- _Task prompt_: Retype every entry in its entirety, without alteration.

- _Recorded information_:
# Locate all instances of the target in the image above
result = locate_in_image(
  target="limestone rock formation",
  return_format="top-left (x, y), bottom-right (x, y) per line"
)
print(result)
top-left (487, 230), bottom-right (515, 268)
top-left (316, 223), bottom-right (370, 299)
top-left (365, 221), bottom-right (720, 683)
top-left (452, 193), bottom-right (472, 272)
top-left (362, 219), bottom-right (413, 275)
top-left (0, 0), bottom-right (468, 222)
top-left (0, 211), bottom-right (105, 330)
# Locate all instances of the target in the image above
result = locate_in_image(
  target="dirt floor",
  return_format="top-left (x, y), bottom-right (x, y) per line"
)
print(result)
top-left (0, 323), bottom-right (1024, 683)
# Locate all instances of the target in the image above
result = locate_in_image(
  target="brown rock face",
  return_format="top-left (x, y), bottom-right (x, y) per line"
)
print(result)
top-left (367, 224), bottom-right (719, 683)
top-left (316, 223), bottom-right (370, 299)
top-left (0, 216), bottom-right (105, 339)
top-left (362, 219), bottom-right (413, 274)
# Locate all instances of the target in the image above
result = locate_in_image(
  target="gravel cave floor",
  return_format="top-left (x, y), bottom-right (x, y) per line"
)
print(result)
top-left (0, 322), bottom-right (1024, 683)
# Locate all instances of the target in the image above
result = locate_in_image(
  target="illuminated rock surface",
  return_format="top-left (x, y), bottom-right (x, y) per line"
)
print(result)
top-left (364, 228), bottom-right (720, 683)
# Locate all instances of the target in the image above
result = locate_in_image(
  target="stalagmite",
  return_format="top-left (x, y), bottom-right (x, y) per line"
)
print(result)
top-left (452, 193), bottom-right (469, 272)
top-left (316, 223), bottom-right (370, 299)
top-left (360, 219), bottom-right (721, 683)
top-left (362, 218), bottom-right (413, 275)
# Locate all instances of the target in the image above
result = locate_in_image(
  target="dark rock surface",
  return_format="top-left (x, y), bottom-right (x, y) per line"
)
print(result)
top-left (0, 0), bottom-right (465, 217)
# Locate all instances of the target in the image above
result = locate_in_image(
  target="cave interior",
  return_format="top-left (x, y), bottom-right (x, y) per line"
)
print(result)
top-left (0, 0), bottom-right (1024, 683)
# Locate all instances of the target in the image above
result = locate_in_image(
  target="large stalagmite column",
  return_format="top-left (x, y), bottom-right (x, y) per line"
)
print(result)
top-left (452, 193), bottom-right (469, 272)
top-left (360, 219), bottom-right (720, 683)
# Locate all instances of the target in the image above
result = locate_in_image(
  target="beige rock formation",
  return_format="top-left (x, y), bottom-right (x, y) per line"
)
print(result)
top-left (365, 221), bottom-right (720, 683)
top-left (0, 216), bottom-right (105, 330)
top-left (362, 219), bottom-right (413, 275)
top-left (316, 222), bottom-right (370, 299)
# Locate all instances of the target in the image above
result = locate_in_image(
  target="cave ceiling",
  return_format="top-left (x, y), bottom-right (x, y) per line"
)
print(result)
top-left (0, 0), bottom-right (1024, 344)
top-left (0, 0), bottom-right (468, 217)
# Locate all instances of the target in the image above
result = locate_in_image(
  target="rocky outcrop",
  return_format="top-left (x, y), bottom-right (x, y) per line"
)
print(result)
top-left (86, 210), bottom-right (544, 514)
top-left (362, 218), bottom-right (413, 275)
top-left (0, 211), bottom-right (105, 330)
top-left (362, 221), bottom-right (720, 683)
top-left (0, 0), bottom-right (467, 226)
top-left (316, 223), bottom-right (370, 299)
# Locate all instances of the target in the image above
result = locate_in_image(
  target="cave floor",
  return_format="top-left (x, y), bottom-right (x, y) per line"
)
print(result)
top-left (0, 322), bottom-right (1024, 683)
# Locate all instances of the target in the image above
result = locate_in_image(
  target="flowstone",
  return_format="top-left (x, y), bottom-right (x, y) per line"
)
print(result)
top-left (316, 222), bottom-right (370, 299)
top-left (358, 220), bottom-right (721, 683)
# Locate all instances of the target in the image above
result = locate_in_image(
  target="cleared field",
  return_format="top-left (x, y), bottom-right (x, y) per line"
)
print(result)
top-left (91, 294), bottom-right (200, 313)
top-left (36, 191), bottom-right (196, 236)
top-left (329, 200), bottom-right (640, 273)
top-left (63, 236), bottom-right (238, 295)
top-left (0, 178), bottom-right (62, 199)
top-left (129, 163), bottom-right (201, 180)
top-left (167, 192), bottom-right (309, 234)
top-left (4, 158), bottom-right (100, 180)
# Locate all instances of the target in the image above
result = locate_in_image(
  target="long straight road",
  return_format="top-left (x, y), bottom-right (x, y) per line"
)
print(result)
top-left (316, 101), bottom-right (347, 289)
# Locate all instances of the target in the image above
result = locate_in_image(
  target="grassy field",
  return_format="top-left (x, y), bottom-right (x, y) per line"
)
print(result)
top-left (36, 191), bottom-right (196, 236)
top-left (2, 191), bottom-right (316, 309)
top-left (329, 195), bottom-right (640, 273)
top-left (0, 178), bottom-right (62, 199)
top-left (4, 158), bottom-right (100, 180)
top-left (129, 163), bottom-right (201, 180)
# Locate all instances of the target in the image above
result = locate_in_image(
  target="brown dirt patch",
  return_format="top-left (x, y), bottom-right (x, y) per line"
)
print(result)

- _Correct result_:
# Locate all instances of the target in the image above
result = locate_in_image(
  target="limestone rock formation",
  return_format="top-left (x, y), bottom-right (x, y) per line"
)
print(result)
top-left (487, 230), bottom-right (515, 268)
top-left (316, 223), bottom-right (370, 299)
top-left (365, 221), bottom-right (720, 683)
top-left (452, 193), bottom-right (472, 272)
top-left (362, 219), bottom-right (413, 275)
top-left (0, 0), bottom-right (468, 222)
top-left (0, 211), bottom-right (105, 330)
# Locate all instances of the target in the image above
result = locate_in_image(
  target="dirt floor",
  return_format="top-left (x, y), bottom-right (x, y) per line"
)
print(result)
top-left (0, 323), bottom-right (1024, 683)
# Locate all instances of the target in the image above
result = locate_in_image(
  target="brown rock face",
  return_format="top-left (x, y), bottom-right (x, y) per line"
)
print(result)
top-left (367, 224), bottom-right (719, 683)
top-left (316, 223), bottom-right (370, 299)
top-left (0, 216), bottom-right (105, 339)
top-left (362, 219), bottom-right (413, 274)
# Locate all instances of the target in the image above
result = locate_in_image(
  target="gravel cave floor",
  return_format="top-left (x, y), bottom-right (x, y) per line"
)
print(result)
top-left (0, 322), bottom-right (1024, 683)
# Locate all instances of the target in the image above
result = locate_in_image(
  target="illuminated rock surface",
  return_format="top-left (x, y), bottom-right (x, y) per line"
)
print(result)
top-left (364, 228), bottom-right (720, 683)
# Locate all instances of the target in the image above
result = locate_in_image(
  target="stalagmite",
  return_format="top-left (x, y), bottom-right (x, y) per line"
)
print(result)
top-left (452, 193), bottom-right (469, 272)
top-left (316, 223), bottom-right (370, 299)
top-left (360, 219), bottom-right (721, 683)
top-left (362, 218), bottom-right (413, 275)
# Locate all instances of the target in the image above
result = locate_in_image(
  target="dark rock surface",
  return_format="top-left (x, y), bottom-right (x, y) per line"
)
print(result)
top-left (0, 0), bottom-right (465, 217)
# Locate all instances of the target in the image above
result = locate_in_image(
  target="cave interior",
  return_format="top-left (x, y), bottom-right (x, y) per line"
)
print(result)
top-left (0, 0), bottom-right (1024, 683)
# Locate all instances of the target in the image above
result = locate_in_image(
  target="large stalagmite column",
  return_format="top-left (x, y), bottom-right (x, y) per line"
)
print(result)
top-left (452, 193), bottom-right (469, 272)
top-left (360, 219), bottom-right (720, 683)
# Locate all instances of the target in the image above
result = locate_in_image(
  target="beige rock formation",
  return_format="top-left (x, y), bottom-right (x, y) per line"
)
print(result)
top-left (365, 221), bottom-right (720, 683)
top-left (0, 216), bottom-right (105, 330)
top-left (362, 219), bottom-right (413, 275)
top-left (316, 222), bottom-right (370, 299)
# Locate all instances of the target in the image above
result = locate_in_image(
  target="cave ceiling",
  return_format="top-left (x, y), bottom-right (x, y) per line"
)
print(result)
top-left (0, 0), bottom-right (1024, 344)
top-left (0, 0), bottom-right (468, 217)
# Locate all instances of the target in the image above
result = locate_in_image(
  target="rocky outcrop",
  return_format="top-left (x, y), bottom-right (x, y) per line"
)
print(result)
top-left (86, 210), bottom-right (544, 514)
top-left (362, 218), bottom-right (413, 275)
top-left (0, 211), bottom-right (105, 330)
top-left (362, 221), bottom-right (720, 683)
top-left (0, 0), bottom-right (467, 226)
top-left (316, 223), bottom-right (370, 299)
# Locate all instances of the target in the image above
result = locate_in_image(
  target="cave floor",
  return_format="top-left (x, y), bottom-right (x, y) per line"
)
print(result)
top-left (0, 322), bottom-right (1024, 683)
# Locate all instances of the target in the image above
result = locate_in_image(
  target="flowstone",
  return_format="top-left (x, y), bottom-right (x, y) per line"
)
print(result)
top-left (316, 222), bottom-right (370, 299)
top-left (358, 220), bottom-right (721, 683)
# Locate all instances of the target in the image above
result = locate_in_image(
  target="cleared field",
  return_format="top-left (x, y), bottom-right (x, y) per line"
)
print(result)
top-left (91, 294), bottom-right (200, 313)
top-left (36, 191), bottom-right (196, 236)
top-left (329, 200), bottom-right (640, 273)
top-left (63, 236), bottom-right (238, 295)
top-left (0, 178), bottom-right (62, 199)
top-left (129, 163), bottom-right (201, 180)
top-left (167, 192), bottom-right (309, 234)
top-left (4, 158), bottom-right (100, 180)
# Locate all instances of the target in the image above
result = locate_in_image(
  target="long straight road",
  return_format="top-left (x, y), bottom-right (x, y) per line"
)
print(result)
top-left (316, 101), bottom-right (347, 289)
# Locate all instances of the target in the image above
result = locate_in_image(
  target="grassy field",
  return_format="top-left (x, y), bottom-right (x, y) per line"
)
print(result)
top-left (36, 191), bottom-right (196, 236)
top-left (2, 191), bottom-right (316, 309)
top-left (329, 195), bottom-right (640, 273)
top-left (0, 178), bottom-right (62, 199)
top-left (4, 158), bottom-right (100, 180)
top-left (129, 163), bottom-right (201, 180)
# Locate all instances of the target in the image above
result = locate_in_image(
  target="brown dirt patch",
  return_format="top-left (x, y), bottom-right (x, y) per line"
)
print(result)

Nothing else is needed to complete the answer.